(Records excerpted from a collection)
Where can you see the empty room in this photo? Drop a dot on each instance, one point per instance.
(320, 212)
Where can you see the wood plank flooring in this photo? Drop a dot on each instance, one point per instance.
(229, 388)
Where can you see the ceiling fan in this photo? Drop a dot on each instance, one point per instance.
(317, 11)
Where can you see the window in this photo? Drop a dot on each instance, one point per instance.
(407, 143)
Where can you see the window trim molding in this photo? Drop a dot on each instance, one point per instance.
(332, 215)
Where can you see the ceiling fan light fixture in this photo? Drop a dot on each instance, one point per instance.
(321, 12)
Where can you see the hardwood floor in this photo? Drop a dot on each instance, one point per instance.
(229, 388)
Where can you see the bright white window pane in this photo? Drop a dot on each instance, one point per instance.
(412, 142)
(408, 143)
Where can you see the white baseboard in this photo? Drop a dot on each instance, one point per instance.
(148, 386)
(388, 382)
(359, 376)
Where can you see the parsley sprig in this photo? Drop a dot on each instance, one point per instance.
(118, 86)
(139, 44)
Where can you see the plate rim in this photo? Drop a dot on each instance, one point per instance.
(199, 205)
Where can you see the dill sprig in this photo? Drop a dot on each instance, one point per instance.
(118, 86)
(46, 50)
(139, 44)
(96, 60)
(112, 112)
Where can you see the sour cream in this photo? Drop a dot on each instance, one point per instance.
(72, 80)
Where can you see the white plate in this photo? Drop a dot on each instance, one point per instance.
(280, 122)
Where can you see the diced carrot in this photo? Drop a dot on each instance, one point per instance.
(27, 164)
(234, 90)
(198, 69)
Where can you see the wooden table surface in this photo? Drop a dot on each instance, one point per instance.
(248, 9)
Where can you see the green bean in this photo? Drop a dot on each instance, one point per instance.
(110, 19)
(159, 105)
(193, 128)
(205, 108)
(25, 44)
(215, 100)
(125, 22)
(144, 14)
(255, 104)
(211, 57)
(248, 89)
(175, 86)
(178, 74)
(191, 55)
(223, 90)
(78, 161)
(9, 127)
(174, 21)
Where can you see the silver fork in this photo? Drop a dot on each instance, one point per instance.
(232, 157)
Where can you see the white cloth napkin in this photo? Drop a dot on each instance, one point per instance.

TASK DETAILS: Write out every line from the one containing "Where can you see the silver" through the end of the items, requests included, and add 33 to each coordinate in the answers.

SOLUTION FOR THIS PROBLEM:
Where can you see the silver fork in this photo? Drop a dot on each instance, one point per instance.
(265, 190)
Where can you see the white cloth napkin in this photo? Drop a dot on each instance, one point per instance.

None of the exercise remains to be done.